## Task requirements
Only the number is wanted: how many lines in the material below contain "person".

## Data
·····
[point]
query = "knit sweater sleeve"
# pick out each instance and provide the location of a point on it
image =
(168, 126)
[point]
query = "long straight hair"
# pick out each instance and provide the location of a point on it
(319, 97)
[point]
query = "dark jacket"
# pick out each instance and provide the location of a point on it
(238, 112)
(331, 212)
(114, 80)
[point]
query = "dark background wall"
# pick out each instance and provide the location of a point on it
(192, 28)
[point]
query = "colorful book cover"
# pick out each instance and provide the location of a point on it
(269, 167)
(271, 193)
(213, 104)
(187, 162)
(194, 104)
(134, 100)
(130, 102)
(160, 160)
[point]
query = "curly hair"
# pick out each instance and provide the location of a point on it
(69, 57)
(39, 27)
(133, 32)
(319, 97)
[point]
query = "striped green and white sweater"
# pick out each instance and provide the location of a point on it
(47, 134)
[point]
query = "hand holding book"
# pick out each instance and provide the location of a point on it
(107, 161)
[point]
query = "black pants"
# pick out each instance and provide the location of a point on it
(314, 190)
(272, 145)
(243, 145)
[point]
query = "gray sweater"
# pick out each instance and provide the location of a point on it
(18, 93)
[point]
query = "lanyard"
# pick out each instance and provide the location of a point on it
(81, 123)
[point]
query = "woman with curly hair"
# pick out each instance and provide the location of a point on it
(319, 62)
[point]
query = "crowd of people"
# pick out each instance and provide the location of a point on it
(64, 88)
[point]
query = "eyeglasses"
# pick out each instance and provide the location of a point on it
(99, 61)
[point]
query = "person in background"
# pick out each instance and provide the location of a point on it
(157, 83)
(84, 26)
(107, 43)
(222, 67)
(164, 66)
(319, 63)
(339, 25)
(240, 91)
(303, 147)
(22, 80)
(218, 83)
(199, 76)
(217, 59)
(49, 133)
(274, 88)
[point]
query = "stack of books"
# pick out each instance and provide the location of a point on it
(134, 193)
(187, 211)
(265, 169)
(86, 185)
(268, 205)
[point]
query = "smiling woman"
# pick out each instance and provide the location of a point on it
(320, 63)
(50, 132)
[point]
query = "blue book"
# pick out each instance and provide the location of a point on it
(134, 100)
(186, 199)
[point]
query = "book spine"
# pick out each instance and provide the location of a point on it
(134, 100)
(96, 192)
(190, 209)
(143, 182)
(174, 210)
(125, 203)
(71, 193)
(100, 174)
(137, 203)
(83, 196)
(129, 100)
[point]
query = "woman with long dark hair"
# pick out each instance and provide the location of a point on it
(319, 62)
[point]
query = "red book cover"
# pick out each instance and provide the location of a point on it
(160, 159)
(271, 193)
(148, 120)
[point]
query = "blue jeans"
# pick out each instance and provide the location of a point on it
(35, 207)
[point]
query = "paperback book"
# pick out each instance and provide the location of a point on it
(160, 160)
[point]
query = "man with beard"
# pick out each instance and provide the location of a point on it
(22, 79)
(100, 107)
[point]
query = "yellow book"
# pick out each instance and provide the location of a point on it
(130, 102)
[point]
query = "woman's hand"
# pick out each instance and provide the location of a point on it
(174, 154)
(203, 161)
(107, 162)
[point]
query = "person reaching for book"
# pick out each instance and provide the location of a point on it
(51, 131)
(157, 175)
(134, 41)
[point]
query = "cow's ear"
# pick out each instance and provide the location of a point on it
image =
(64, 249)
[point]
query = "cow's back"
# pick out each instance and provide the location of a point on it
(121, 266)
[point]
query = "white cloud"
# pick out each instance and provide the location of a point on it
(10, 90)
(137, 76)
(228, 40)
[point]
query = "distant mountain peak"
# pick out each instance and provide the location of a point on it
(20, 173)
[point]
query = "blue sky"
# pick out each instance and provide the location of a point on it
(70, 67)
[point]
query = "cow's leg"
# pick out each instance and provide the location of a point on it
·····
## Answer section
2